TEXTO FORNECIDO>
......

ENTREVISTA COM ULISSES TAVARES
Ulisses Tavares, 48 anos, publicou seus primeiros poemas aos
8 anos nos jornais de sua cidade natal, Sorocaba. E nunca
mais parou de se envolver com poesia.
Na década de 60, exibia seus poemas em varais estendidos em
praças e publicou seu primeiro livro em 1968.
Na década de 70, publicou, entre outros livros, “Pega
Gente”, o primeiro bestseller brasileiro da poesia marginal e
editou o jornal/movimento “Poesias Populares”, agregando
poetas de todo o Brasil na luta pela liberdade de expressão.
Nos anos 80, teve uma novela da TV Globo inspirada em sua
vida de poeta, “O Amor É Nosso”, fez experiencias com
Eletropoesia, performances poéticas baseadas no psicanalista
maldito William Reich, e lançou “Caindo na Real” (poemas para
adolescentes) que figurou por mais de um ano entre os livros
mais vendidos do País.
Nestes anos 90, lançou “Aos Poucos Fico Louco” (Ed. Globo)
para crianças, e “Viva A Poesia Viva” (para adolescentes-
Editora Saraiva) e “Pulso” (para adultos). Coordena os
recitais do Publisher Brasil e realiza oficinas poéticas
para professores (“UTI da Poesia”), além de administrar o
site poético em wmulher.
Já publicou ao todo 62 livros em praticamente todos os
gêneros e, nas horas vagas, é professor de criatividade(pós-
graduação em E-Commerce e Internet da FIAP e diretor da UTI-
Unidade de Talento Intensivo), publicitário, dramaturgo,
compositor e jornalista.
.Como consegue vender tantos livros de poesia?
Não tem segredo: é pela insistência mesmo. Como recebo uma
média de 10 cartas por dia de leitores (agora, com a
Internet, isso aumentou muito)fui formando um cadastro
enorme, com o qual me comunico continuamente. Dá um puta
trabalho, mas compensa porque, mais dia menos dia, o leitor
em potencial acaba comprando outro livro meu. Tem de ver
também que estou na estrada há exatos quarenta anos. Aos 9
anos de idade, em Sorocaba, eu já publicava poemas todo dia
nos jornais e expunha meus poemas em cartolinas penduradas
num varal na praça pública. E sempre fui caixeiro viajante de
minha poesia. São poucas cidades deste País em que não estive
alguma vez, seja declamando, palestrando, lendo poesia em
rádio, enfim, acho que não tem outro jeito de vender poesia
que não seja uma enorme paixão, paciência e trabalho. Para
mim, poesia é missão.
.Existe algum preconceito, do meio literário, contra a sua
poesia?

......

LINHAS FORNECIDAS>
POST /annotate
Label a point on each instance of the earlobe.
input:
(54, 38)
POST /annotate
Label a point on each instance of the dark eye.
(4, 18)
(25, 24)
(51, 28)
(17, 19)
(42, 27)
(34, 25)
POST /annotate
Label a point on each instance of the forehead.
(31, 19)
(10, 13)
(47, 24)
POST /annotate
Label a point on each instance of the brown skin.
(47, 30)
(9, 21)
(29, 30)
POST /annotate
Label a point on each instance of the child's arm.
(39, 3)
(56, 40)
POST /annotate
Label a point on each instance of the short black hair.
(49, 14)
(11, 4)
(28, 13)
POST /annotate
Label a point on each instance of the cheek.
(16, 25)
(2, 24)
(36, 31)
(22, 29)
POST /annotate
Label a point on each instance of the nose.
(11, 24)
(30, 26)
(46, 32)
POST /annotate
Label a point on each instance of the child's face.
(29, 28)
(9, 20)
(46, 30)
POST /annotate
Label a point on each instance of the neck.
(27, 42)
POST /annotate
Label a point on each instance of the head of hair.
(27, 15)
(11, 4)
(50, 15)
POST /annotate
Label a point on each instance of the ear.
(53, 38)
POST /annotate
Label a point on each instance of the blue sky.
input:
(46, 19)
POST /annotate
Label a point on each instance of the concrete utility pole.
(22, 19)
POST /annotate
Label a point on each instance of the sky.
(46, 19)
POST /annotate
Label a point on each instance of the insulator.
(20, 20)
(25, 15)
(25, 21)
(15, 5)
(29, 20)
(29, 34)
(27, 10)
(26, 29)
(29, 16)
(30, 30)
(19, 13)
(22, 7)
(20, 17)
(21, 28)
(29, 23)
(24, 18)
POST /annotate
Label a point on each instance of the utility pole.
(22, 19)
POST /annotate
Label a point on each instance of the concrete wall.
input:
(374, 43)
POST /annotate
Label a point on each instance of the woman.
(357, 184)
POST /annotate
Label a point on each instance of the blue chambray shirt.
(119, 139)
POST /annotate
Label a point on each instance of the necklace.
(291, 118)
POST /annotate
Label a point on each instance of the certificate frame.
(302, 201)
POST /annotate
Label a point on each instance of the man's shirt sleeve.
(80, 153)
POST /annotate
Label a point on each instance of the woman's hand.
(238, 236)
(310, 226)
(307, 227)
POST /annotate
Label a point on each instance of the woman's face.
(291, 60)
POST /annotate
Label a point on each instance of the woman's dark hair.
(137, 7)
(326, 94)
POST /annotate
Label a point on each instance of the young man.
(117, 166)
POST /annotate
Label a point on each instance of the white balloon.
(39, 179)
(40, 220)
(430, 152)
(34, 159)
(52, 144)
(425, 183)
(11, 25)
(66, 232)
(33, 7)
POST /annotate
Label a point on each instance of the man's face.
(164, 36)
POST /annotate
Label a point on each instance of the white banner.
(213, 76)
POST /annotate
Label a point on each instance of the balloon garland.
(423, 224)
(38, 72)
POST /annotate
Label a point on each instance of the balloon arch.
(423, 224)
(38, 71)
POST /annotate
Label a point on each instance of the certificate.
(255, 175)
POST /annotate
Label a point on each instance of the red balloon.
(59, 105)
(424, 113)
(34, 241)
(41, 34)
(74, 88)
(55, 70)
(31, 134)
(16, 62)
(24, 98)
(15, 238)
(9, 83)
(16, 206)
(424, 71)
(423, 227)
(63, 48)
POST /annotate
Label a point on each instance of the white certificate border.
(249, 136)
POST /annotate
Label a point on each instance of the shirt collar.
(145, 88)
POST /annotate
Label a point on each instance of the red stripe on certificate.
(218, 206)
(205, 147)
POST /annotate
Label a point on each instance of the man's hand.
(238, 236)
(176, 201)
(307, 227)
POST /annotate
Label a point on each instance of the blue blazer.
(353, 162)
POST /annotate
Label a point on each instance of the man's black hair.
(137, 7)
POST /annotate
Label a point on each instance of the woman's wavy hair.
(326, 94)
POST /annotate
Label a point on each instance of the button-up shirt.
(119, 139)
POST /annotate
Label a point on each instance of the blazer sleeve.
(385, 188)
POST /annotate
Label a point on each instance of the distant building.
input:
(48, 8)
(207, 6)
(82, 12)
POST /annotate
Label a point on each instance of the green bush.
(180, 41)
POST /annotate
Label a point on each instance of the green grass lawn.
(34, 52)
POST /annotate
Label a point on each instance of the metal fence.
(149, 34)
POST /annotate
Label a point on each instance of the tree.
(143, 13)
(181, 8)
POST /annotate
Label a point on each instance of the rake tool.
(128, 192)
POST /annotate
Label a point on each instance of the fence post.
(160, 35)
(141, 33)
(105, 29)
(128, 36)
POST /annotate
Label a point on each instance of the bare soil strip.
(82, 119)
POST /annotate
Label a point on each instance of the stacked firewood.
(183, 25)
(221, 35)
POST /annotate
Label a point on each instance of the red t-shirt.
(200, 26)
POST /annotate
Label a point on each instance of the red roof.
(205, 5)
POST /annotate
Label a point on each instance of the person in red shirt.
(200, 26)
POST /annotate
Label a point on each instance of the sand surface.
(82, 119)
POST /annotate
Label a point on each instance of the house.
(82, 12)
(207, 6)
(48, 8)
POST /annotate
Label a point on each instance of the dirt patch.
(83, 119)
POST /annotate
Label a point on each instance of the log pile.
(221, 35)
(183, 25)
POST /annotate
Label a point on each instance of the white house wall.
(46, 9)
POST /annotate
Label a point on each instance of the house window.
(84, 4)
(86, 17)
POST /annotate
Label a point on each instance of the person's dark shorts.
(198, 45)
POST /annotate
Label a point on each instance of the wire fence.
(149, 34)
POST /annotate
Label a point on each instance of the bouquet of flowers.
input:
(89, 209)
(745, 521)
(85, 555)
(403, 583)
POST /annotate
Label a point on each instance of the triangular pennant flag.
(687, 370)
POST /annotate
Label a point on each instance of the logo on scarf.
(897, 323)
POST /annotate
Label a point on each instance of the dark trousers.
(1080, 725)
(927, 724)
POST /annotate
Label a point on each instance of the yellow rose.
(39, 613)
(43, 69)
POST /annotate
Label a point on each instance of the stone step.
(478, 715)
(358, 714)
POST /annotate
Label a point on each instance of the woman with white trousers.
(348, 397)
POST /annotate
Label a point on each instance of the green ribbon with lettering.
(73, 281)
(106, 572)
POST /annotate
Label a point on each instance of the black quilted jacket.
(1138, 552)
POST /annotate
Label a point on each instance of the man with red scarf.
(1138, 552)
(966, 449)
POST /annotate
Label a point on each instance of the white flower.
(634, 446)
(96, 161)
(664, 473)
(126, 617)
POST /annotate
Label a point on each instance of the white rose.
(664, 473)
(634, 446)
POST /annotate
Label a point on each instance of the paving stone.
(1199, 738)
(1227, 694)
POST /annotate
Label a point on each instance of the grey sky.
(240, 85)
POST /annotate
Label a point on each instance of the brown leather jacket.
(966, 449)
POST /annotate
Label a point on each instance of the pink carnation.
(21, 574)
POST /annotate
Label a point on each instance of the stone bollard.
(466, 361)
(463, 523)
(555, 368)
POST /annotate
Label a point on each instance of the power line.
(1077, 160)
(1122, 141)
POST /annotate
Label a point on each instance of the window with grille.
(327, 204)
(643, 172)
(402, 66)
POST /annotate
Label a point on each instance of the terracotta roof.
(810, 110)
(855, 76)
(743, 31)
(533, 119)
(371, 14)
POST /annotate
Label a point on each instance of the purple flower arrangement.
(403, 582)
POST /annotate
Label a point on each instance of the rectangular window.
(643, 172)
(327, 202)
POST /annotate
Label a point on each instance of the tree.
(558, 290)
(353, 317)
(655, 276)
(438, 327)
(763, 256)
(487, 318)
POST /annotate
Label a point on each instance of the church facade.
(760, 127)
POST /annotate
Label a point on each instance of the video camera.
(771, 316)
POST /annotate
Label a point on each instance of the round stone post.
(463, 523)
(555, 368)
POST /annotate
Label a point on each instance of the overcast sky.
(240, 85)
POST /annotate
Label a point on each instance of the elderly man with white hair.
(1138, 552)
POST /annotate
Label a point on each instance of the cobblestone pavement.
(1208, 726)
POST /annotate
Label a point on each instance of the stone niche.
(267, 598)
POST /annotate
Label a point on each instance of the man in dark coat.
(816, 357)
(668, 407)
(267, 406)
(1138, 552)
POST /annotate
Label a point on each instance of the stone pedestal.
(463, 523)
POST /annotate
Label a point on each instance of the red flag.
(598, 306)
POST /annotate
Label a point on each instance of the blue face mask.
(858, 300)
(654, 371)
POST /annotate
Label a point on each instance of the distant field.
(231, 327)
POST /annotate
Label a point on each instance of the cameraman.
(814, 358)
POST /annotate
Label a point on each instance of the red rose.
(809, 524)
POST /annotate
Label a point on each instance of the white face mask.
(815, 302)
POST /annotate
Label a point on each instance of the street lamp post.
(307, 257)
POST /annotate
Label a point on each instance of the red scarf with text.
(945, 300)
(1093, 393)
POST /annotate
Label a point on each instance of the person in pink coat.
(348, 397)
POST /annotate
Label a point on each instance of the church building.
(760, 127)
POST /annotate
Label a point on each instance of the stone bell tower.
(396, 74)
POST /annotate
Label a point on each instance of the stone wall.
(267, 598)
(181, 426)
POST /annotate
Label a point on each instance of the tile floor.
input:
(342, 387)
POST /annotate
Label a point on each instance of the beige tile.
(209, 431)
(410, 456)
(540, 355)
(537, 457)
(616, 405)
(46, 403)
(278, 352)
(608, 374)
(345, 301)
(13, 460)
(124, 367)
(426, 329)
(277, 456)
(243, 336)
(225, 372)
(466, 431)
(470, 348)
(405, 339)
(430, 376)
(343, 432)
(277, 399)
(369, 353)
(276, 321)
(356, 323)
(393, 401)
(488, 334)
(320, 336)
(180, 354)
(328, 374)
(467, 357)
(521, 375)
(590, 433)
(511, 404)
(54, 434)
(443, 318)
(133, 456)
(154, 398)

......

AÇÕES NECESSÁRIAS>
• a. Segundo a entrevista, em que ano Ulisses Tavares publicou seu primeiro livro?
• b. Por favor, reproduza sem alterações o trecho da entrevista que começa nas palavras "ENTREVISTA COM ULISSES" e termina depois de "liberdade de expressão.".
Não é preciso usar as linhas.

RESULTADOS FINAIS>
• a. Em 1968.

• b.
ENTREVISTA COM ULISSES TAVARES
Ulisses Tavares, 48 anos, publicou seus primeiros poemas aos
8 anos nos jornais de sua cidade natal, Sorocaba. E nunca
mais parou de se envolver com poesia.
Na década de 60, exibia seus poemas em varais estendidos em
praças e publicou seu primeiro livro em 1968.
Na década de 70, publicou, entre outros livros, “Pega
Gente”, o primeiro bestseller brasileiro da poesia marginal e
editou o jornal/movimento “Poesias Populares”, agregando
poetas de todo o Brasil na luta pela liberdade de expressão.